[START OF Input records]

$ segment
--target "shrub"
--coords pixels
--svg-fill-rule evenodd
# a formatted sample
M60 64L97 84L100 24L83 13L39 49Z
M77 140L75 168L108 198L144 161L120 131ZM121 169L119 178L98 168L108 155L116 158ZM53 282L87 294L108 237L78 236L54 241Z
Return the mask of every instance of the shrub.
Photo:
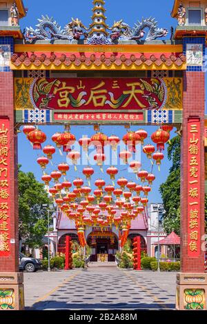
M157 271L157 261L151 262L150 267L152 271ZM179 262L160 262L160 271L179 271L180 270Z
M141 259L141 269L151 270L150 263L151 262L156 261L156 258L152 258L150 256L146 256Z
M54 267L57 269L63 269L65 265L64 259L61 256L54 256L51 259L51 261L53 262Z

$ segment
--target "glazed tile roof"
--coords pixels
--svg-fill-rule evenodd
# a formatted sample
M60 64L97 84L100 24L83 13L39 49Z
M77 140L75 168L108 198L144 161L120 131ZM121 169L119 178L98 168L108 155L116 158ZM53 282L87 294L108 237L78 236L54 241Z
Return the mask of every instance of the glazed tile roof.
M11 58L12 68L51 68L64 65L66 68L103 68L134 66L134 68L185 68L186 57L183 53L60 53L23 52L14 53Z

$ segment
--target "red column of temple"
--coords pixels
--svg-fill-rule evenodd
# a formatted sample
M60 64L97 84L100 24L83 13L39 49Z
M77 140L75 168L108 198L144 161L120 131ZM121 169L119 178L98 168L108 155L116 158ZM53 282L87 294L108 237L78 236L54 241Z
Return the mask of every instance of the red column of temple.
M18 219L18 192L17 192L17 139L14 131L13 73L0 73L0 119L1 125L3 119L9 120L9 163L7 168L10 174L8 191L9 197L9 250L6 255L0 257L0 291L12 292L13 303L10 306L15 310L24 307L23 274L19 270L19 219ZM5 168L1 165L0 168ZM1 174L1 178L2 178ZM0 188L5 189L5 188ZM2 198L2 197L1 197ZM2 220L1 221L2 224ZM1 228L2 230L2 228ZM2 231L1 231L2 232Z
M197 257L189 257L188 255L188 201L189 192L188 188L188 151L189 138L188 136L188 121L189 118L198 117L200 121L200 139L198 159L200 159L200 205L199 214L200 228L199 239L204 239L204 112L205 112L205 74L203 72L187 72L184 78L184 111L183 111L183 136L181 145L181 271L184 273L204 272L204 250L200 250ZM201 243L202 244L203 241Z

[END OF Input records]

Please recast the rows from the very first line through the line containing "M11 58L12 68L51", inclusive, as a JSON list of strings, one string per line, skipping blank lines. Omit the pictures from your answer.

[
  "$ segment",
  "--target \"shrub\"",
  "--coords pixels",
  "--svg-fill-rule evenodd",
  "# a formatted sample",
  "M60 64L97 84L100 24L83 13L39 49Z",
  "M77 140L75 168L108 198L144 161L120 131ZM121 169L119 178L98 168L108 155L116 158ZM53 282L87 294L108 237L78 236L54 241Z",
  "Return the mask of every instance of the shrub.",
  "Photo:",
  "M157 271L157 261L151 262L150 267L152 271ZM179 262L160 262L160 271L179 271L180 270Z",
  "M141 259L141 269L151 270L150 263L151 262L156 261L156 258L152 258L150 256L146 256Z",
  "M54 267L57 269L63 269L65 265L64 259L61 256L54 256L51 259L51 261L53 262Z",
  "$ segment",
  "--target \"glazed tile roof\"",
  "--coords pixels",
  "--svg-fill-rule evenodd",
  "# a formatted sample",
  "M60 64L97 84L100 24L83 13L39 49Z",
  "M77 140L75 168L108 198L144 161L120 131ZM121 169L119 178L98 168L108 155L116 158ZM53 282L87 294L108 237L78 236L54 241Z",
  "Return the mask of every instance of the glazed tile roof.",
  "M11 58L12 68L51 68L64 65L66 68L103 68L134 66L134 68L185 68L186 57L183 53L60 53L23 52L14 53Z"
]